TASK
Could you filter the records below and return each line that holds "horse"?

Saved entries
--------

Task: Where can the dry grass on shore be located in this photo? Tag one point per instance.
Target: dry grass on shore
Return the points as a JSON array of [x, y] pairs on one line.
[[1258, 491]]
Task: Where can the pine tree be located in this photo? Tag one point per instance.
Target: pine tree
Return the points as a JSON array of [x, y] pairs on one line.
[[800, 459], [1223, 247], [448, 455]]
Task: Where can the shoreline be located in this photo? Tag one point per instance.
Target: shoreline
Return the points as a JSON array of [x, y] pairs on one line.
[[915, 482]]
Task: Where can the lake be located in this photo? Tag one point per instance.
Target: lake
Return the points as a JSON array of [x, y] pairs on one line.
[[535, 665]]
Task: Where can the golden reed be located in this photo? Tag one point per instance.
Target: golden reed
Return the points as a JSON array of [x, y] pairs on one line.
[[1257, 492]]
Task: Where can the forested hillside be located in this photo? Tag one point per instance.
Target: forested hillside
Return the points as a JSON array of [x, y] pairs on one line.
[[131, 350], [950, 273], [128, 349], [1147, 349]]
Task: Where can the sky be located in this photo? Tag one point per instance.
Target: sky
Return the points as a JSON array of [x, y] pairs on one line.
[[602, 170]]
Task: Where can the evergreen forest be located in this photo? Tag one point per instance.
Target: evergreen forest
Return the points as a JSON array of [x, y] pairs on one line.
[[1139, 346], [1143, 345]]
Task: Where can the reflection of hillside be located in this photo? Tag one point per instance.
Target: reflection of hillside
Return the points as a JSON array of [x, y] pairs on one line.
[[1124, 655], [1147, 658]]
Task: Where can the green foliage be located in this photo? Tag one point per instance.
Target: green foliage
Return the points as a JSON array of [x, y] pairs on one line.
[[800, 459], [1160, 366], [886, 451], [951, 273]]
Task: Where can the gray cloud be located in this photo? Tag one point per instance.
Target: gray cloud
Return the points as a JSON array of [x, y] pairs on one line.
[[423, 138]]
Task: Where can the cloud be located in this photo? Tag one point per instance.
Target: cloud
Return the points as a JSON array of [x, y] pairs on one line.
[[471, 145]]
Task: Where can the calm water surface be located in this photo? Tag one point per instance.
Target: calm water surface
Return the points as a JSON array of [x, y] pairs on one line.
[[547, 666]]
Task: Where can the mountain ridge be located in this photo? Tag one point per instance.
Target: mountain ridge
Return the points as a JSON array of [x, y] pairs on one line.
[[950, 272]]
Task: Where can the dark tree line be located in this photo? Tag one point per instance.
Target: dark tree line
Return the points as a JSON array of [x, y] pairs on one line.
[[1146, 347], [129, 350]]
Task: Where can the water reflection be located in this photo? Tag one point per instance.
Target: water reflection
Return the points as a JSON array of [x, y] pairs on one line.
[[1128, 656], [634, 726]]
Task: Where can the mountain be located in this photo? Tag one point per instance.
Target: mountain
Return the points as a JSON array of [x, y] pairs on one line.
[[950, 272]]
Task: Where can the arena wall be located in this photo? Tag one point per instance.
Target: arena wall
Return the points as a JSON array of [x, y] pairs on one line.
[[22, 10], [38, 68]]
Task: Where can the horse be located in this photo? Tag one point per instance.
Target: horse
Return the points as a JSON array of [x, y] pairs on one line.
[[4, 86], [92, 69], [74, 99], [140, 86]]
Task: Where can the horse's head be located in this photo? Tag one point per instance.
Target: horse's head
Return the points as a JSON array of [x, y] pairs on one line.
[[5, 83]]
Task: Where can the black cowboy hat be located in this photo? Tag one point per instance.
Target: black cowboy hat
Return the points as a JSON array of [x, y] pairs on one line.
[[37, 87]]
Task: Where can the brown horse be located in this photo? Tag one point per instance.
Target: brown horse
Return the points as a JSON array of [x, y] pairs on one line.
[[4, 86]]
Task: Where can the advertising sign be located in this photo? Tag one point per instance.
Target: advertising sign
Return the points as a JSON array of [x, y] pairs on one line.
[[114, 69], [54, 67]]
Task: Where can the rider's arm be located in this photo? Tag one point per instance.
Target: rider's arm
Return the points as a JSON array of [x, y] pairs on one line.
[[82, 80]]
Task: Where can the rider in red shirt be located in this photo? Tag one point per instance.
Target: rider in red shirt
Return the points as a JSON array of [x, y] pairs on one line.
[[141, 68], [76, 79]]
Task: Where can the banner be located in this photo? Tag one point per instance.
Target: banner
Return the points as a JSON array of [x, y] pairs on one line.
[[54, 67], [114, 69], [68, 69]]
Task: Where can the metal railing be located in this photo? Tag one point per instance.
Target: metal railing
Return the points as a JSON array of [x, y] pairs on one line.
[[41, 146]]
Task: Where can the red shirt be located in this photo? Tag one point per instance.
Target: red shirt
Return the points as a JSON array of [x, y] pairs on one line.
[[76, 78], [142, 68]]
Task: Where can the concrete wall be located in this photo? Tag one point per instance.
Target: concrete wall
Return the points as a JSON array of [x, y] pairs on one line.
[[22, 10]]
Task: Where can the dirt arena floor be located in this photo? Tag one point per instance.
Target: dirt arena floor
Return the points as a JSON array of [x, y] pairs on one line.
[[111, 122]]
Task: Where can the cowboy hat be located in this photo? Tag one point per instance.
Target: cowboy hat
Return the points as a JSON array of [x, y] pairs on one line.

--------

THE ANSWER
Task: Where can the horse be located in this photo? Tag one point per instance.
Target: horse
Task: Where can the horse's head be located in this photo? Tag one point per instance.
Target: horse's head
Task: Where can the brown horse be located in this photo? Tag one point per instance.
Target: brown horse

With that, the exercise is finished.